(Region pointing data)
::::

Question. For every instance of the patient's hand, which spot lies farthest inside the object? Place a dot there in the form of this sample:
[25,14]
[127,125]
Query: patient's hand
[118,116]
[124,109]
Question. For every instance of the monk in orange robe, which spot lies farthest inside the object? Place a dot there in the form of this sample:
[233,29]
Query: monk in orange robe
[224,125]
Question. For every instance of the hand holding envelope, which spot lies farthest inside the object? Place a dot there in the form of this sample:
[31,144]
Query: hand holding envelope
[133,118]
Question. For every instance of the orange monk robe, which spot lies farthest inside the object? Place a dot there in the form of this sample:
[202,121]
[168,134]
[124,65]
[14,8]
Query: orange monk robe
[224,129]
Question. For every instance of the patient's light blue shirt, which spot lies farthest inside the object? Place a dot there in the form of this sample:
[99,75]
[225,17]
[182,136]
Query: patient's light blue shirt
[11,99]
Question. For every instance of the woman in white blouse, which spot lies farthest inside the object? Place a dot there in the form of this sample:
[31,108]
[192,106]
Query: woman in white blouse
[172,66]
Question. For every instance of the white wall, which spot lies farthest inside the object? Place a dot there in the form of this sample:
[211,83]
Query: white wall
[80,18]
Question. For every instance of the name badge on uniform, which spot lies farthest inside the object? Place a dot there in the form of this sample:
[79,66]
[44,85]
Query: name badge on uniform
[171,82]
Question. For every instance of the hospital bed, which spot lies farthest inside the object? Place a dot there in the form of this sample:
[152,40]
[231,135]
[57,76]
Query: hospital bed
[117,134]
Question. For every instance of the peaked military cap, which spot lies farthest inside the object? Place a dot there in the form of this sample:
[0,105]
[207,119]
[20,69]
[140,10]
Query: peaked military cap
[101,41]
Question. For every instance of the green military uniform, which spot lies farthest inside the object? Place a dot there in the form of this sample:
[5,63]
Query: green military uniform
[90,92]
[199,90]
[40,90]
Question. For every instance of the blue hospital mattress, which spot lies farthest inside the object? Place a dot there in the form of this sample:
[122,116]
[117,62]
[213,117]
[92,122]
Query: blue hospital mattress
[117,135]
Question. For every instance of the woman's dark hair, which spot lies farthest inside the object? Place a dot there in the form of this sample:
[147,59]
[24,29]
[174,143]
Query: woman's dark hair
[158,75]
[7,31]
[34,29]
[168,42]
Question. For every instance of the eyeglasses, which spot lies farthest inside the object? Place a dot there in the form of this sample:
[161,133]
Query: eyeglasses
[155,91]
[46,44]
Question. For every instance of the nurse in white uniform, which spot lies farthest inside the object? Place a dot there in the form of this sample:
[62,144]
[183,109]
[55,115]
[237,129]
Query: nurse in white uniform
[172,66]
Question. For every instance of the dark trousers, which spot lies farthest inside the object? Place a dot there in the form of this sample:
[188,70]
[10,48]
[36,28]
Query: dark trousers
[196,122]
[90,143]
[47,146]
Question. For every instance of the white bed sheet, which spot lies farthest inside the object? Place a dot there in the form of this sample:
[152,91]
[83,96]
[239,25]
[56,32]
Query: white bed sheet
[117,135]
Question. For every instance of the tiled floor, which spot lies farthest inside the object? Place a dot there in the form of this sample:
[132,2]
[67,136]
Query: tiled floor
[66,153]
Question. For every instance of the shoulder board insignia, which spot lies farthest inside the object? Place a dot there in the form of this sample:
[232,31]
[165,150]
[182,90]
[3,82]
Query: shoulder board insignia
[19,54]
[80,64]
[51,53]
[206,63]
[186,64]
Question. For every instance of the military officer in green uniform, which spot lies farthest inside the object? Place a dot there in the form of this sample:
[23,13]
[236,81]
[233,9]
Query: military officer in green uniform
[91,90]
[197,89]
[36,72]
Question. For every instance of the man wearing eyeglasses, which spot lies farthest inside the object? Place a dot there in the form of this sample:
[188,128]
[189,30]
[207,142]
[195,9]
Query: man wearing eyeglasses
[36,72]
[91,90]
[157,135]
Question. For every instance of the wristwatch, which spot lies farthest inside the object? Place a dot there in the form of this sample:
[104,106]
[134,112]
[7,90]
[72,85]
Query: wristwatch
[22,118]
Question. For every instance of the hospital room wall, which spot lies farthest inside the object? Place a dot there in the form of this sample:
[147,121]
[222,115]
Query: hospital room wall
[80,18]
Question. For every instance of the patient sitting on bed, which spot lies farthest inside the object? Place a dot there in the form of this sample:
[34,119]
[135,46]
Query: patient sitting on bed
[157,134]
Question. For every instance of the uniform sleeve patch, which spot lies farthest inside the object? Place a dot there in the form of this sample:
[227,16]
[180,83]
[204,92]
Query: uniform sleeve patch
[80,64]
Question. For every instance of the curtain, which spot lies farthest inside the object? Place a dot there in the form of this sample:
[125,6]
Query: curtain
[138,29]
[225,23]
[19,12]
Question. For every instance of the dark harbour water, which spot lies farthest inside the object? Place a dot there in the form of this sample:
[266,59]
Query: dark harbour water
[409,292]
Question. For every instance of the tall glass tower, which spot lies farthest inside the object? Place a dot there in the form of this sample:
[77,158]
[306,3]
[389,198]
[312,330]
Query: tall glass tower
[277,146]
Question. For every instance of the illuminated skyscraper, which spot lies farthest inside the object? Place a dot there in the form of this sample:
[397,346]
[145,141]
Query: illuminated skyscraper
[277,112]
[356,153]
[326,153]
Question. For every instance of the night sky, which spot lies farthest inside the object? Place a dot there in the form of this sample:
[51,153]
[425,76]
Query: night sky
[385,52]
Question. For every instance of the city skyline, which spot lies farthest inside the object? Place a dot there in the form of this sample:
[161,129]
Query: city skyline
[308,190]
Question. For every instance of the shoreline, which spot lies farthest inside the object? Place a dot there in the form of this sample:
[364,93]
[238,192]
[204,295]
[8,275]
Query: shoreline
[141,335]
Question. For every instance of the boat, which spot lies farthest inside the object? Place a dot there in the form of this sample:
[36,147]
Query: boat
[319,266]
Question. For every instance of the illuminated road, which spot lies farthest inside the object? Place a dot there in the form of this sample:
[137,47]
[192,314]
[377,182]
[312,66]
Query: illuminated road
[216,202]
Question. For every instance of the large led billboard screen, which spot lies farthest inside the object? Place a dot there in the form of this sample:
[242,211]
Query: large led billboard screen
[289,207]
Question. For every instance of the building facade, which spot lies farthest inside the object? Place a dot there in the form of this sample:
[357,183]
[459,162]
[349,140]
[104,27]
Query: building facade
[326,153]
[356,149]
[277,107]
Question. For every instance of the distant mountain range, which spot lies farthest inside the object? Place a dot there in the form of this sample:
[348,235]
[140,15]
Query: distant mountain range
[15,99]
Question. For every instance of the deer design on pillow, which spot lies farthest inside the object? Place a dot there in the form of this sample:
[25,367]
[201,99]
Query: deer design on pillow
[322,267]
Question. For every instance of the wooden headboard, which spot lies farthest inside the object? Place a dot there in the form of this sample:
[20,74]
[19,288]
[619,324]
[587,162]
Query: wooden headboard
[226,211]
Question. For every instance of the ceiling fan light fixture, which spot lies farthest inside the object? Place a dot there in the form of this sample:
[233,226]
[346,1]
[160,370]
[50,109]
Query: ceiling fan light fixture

::::

- _What is being asked_:
Write down the entries above again. Copy them word for word.

- _Task solution_:
Question. For every instance of the patient's hand, which spot lies farthest inside the object? Place a dot there in the form of this sample:
[25,14]
[127,125]
Query: patient's hand
[118,116]
[124,109]
Question. For every instance of the monk in orange robe, which spot lies farthest inside the object? Place a dot there in the form of this sample:
[233,29]
Query: monk in orange robe
[224,125]
Question. For every instance of the hand holding envelope, which spot lies farthest inside the object? Place a dot there in the form of this sample:
[31,144]
Query: hand holding envelope
[133,118]
Question. For every instance of the orange monk robe, which spot lies farthest inside the object? Place a dot there in the form of this sample:
[202,121]
[168,134]
[124,65]
[14,8]
Query: orange monk robe
[224,129]
Question. For every instance of the patient's light blue shirt, which spot lies farthest inside the object? Place a dot there in the form of this sample:
[99,75]
[225,17]
[182,136]
Query: patient's light blue shirt
[11,99]
Question. For every instance of the woman in white blouse, which spot lies farthest inside the object? Place a dot there in the form of this sample:
[31,108]
[192,106]
Query: woman in white blouse
[172,66]
Question. For every instance of the white wall, which spot lies farthest inside the object? Place a dot there in the form of this sample:
[211,83]
Query: white wall
[80,18]
Question. For every instance of the name badge on uniform, which spot lies farthest inside the object? Place a dot there in the form of this sample:
[79,66]
[44,85]
Query: name badge on uniform
[171,82]
Question. For every instance of the hospital bed, which spot lies farthest inside the object? Place a dot there in the form of this sample:
[152,40]
[231,135]
[57,76]
Query: hospital bed
[117,134]
Question. For every instance of the peaked military cap, which spot lies farthest inside the object? Place a dot there in the form of this sample:
[0,105]
[207,119]
[20,69]
[140,10]
Query: peaked military cap
[101,41]
Question. For every instance of the green military uniform, which spot lies farthest inside the object? Place a dot there in the form of this sample:
[5,63]
Query: green military uniform
[90,92]
[199,90]
[40,90]
Question. For every instance of the blue hospital mattress, which spot lies farthest inside the object? Place a dot there in the form of this sample:
[122,116]
[117,62]
[213,117]
[92,122]
Query: blue hospital mattress
[117,135]
Question. For every instance of the woman's dark hair, which spot lies farthest inside the object? Place a dot there in the form of this sample:
[147,59]
[24,29]
[174,143]
Query: woman's dark hair
[158,75]
[7,31]
[34,29]
[168,42]
Question. For every instance of the eyeglasses, which spot lies farthest inside the object? Place a dot there in the form of this sample:
[161,133]
Query: eyeglasses
[155,91]
[46,44]
Question. For every instance of the nurse in white uniform, which spot lies farthest inside the object? Place a dot there in the form of this sample:
[62,144]
[183,109]
[55,115]
[237,129]
Query: nurse in white uniform
[172,66]
Question. For every instance of the dark trousers, which spot lies farthest inside the object? Place a dot there in the form of this sample:
[188,70]
[10,48]
[36,28]
Query: dark trousers
[196,122]
[90,143]
[47,146]
Question. For every instance of the white bed sheet, which spot lies farthest inside the object? Place a dot there in the form of this sample:
[152,91]
[83,96]
[239,25]
[56,32]
Query: white bed sheet
[117,135]
Question. For every instance of the tiled floor, which spot lies farthest inside the object? Place a dot there in the form of this sample:
[132,2]
[67,136]
Query: tiled floor
[66,153]
Question. For every instance of the shoulder board insignia, which spot lies farthest inside the object? Place a dot there in the form of this sample:
[232,31]
[165,150]
[182,90]
[3,82]
Query: shoulder board insignia
[19,54]
[80,64]
[51,53]
[206,63]
[186,64]
Question. For every instance of the military officer in green uniform, which spot lies farthest inside the object? Place a dot there in the form of this sample:
[23,13]
[236,81]
[233,9]
Query: military officer in green uniform
[91,90]
[197,89]
[36,72]
Question. For every instance of the man wearing eyeglasses, which spot lies farthest inside the object? Place a dot there in the form of this sample:
[188,128]
[189,30]
[207,142]
[195,9]
Query: man wearing eyeglasses
[36,72]
[91,90]
[157,135]
Question. For every instance of the wristwatch, which spot lies farthest inside the object? Place a dot there in the form of this sample:
[104,106]
[134,112]
[7,90]
[72,85]
Query: wristwatch
[22,118]
Question. For every instance of the hospital room wall, which spot lies farthest inside the object? Place a dot there in the form of this sample:
[147,121]
[222,115]
Query: hospital room wall
[80,18]
Question. For every instance of the patient sitting on bed, which spot lies farthest inside the object? Place a dot there in the form of this sample:
[34,119]
[135,46]
Query: patient sitting on bed
[157,134]
Question. For every instance of the uniform sleeve patch, which spot lies farthest inside the object? Place a dot there in the form of this sample:
[227,16]
[180,83]
[204,92]
Query: uniform sleeve patch
[80,64]
Question. For every instance of the curtain, which spot lies farthest inside the object? Place a dot there in the form of this sample:
[125,6]
Query: curtain
[138,29]
[225,23]
[19,12]
Question. For every instance of the dark harbour water, which spot lies farthest inside the object? Place a dot there in the form of this sample:
[266,59]
Query: dark harbour water
[409,292]
Question. For every instance of the tall glass tower, which spot lies farthest inside the object? Place a dot there in the form of this sample:
[77,158]
[306,3]
[389,198]
[312,330]
Query: tall glass tower
[277,146]
Question. For every instance of the illuminated skyscraper, which spot lies farthest inside the object? Place a dot there in the form of this sample:
[397,346]
[145,141]
Query: illuminated skyscraper
[277,112]
[356,153]
[326,153]
Question. For every instance of the night sky, which spot lies farthest inside the object? Place a dot there in the form of this sample:
[51,153]
[425,76]
Query: night sky
[385,52]
Question. For every instance of the city skyline, which spot lies farthest inside the object? Place a dot there in the form of this sample:
[161,129]
Query: city skyline
[308,190]
Question. For every instance of the shoreline, which spot lies farthest inside the object? Place a dot there in the form of this sample:
[364,93]
[238,192]
[204,295]
[8,275]
Query: shoreline
[141,335]
Question. For every instance of the boat, which spot lies farthest inside the object? Place a dot there in the form of this sample:
[36,147]
Query: boat
[319,266]
Question. For every instance of the illuminated road, which spot lies farthest inside the object? Place a dot there in the form of this sample:
[137,47]
[192,314]
[377,182]
[312,66]
Query: illuminated road
[216,202]
Question. For every instance of the large led billboard screen, which spot lies farthest inside the object? Place a dot there in the form of this sample:
[242,211]
Query: large led billboard screen
[289,207]
Question. For every instance of the building facade, which spot lies farthest inside the object? Place a dot there in the form of this sample:
[357,183]
[459,162]
[349,140]
[104,27]
Query: building facade
[326,153]
[356,149]
[277,107]
Question. For every instance of the distant mountain range, which spot lies farthest inside the object? Place a dot there in the form of this sample:
[348,235]
[140,15]
Query: distant mountain range
[15,99]
Question. For every instance of the deer design on pillow, which spot lies farthest inside the object? Place a dot there in the form of this sample:
[25,367]
[201,99]
Query: deer design on pillow
[322,267]
Question. For every instance of the wooden headboard, which spot lies farthest inside the object? Place a dot there in the form of this sample:
[20,74]
[19,288]
[619,324]
[587,162]
Query: wooden headboard
[226,211]
Question. For every instance of the ceiling fan light fixture, which spot lies farthest inside the object? Place a dot there in the form of this sample:
[233,226]
[346,1]
[160,370]
[50,109]
Query: ceiling fan light fixture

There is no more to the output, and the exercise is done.